===== PASSAGE PROVIDED =====

Newton Harcourt is a village and former civil parish, now in the parish of Wistow, in the Harborough district, in the English county of Leicestershire, and lies 7 miles south-east of the city of Leicester on the northern ridge of the River Sence valley. In 1931 the parish had a population of 142.

Geography 
The village is situated on the northern ridge of the River Sence valley. The whole village is situated on Oadby Member Till that is underpinned by two Lower Jurassic bedrock geology Formations; Blue Lias mudstone (55-120 million years old) to the western half of the village, and Charmouth Mudstone (105-180 million years old) to the eastern half. The superficial deposits of the Oadby Member Till give way to Thrussington Member Till as you head south down into the Sence valley beyond St Luke's Church. Newton Harcourt is divided from its church by the Grand Union Canal's Leicester Arm and the Midland Main Line railway, both of which pass to the south of the main settlement.

=====

> _WRITTEN TASK 1_:
Write out, word for word, the part of the Newton Harcourt passage that opens with the words containing "Newton Harcourt is a" and closes with "population of 142.".
The Newton Harcourt passage has no connection to the listing.

===== ENTRIES PROVIDED =====

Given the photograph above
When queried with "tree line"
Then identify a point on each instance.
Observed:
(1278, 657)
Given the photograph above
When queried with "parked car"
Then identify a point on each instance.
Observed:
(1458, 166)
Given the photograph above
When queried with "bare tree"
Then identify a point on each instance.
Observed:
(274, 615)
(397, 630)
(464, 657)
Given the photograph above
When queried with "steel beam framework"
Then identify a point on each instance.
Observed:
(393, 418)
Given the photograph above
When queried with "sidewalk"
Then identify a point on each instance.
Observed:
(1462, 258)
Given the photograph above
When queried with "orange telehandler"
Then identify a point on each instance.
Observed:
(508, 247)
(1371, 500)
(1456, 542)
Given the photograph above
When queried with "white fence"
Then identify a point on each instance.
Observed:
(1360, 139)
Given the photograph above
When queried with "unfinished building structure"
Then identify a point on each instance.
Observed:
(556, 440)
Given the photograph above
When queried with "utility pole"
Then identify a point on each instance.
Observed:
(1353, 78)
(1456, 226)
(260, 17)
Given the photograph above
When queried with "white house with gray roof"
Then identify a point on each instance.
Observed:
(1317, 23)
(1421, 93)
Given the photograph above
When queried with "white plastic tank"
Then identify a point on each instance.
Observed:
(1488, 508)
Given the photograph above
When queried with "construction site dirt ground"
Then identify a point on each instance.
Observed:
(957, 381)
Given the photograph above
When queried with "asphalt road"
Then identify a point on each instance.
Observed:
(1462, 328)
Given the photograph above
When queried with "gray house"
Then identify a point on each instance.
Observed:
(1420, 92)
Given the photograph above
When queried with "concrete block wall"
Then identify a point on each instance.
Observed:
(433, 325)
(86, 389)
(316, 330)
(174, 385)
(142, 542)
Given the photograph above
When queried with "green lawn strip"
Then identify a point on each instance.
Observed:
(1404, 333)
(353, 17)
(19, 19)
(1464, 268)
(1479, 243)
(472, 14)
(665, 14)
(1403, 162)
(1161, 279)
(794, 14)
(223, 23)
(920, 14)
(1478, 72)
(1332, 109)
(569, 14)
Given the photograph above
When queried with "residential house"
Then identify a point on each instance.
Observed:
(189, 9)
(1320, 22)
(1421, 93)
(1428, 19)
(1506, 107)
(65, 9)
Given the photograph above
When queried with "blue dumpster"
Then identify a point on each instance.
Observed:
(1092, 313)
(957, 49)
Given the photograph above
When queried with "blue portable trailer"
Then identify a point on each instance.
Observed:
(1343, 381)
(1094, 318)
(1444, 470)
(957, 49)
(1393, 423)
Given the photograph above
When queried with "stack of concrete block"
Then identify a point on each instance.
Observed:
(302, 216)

=====

> _WRITTEN TASK 2_:
Return each line of the listing that contains the string "block".

> _EXERCISE OUTPUT 1_:
Newton Harcourt is a village and former civil parish, now in the parish of Wistow, in the Harborough district, in the English county of Leicestershire, and lies 7 miles south-east of the city of Leicester on the northern ridge of the River Sence valley. In 1931 the parish had a population of 142.

> _EXERCISE OUTPUT 2_:
When queried with "concrete block wall"
When queried with "stack of concrete block"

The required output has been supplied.